WHAT IS BEING ASKED:
List every line in the records below that contains the string "target".

* START INPUT FOR THIS TASK *

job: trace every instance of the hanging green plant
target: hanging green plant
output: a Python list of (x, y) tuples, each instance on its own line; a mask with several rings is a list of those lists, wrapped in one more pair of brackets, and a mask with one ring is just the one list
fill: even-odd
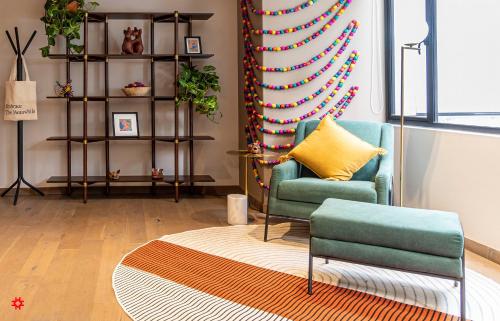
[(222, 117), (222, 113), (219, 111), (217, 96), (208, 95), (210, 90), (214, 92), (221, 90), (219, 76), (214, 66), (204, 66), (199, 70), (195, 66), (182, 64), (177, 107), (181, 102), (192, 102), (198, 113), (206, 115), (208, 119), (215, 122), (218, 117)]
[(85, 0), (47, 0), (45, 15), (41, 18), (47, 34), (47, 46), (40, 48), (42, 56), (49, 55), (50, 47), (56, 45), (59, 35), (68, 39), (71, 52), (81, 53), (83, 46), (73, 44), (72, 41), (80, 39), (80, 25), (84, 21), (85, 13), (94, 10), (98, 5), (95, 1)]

* END INPUT FOR THIS TASK *
* START INPUT FOR THIS TASK *

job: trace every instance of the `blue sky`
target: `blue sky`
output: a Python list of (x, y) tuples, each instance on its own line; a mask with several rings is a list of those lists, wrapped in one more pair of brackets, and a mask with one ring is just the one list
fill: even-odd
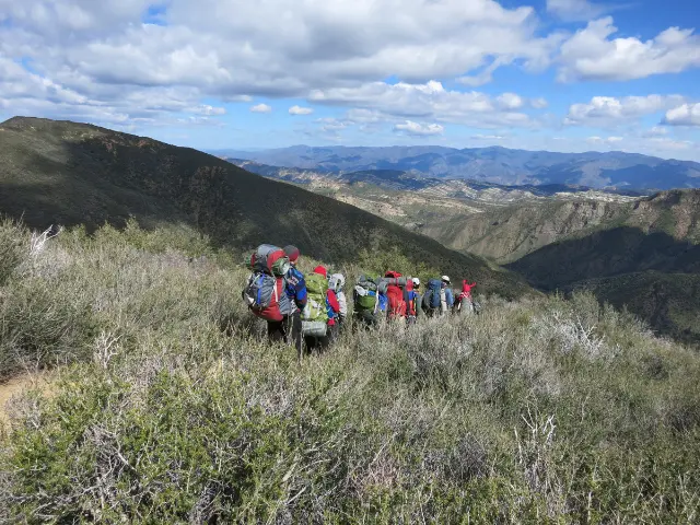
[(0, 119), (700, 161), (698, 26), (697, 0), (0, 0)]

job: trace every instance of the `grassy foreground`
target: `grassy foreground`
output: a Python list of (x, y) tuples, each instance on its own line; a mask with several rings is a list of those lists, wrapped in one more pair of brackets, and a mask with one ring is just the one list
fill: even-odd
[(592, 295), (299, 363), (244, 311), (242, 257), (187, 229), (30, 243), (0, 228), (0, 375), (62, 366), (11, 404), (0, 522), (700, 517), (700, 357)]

* END INPUT FOR THIS TASK *
* START INPUT FOR THIS TASK *

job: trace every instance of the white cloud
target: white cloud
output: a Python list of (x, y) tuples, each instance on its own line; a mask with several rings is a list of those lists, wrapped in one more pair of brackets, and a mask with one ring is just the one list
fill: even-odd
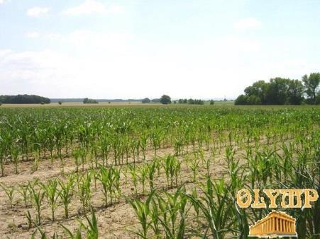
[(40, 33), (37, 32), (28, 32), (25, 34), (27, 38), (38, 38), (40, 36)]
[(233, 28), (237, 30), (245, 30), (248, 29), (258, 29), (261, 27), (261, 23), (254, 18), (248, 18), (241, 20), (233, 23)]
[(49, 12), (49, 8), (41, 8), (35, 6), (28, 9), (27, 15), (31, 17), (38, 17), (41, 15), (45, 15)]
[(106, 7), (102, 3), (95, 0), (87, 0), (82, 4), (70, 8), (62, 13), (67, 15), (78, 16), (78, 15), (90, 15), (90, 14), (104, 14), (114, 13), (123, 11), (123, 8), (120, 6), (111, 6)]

* END INPUT FOR THIS TASK *

THE OUTPUT:
target: hanging green plant
target: `blue sky`
target: `grassy foreground`
target: white cloud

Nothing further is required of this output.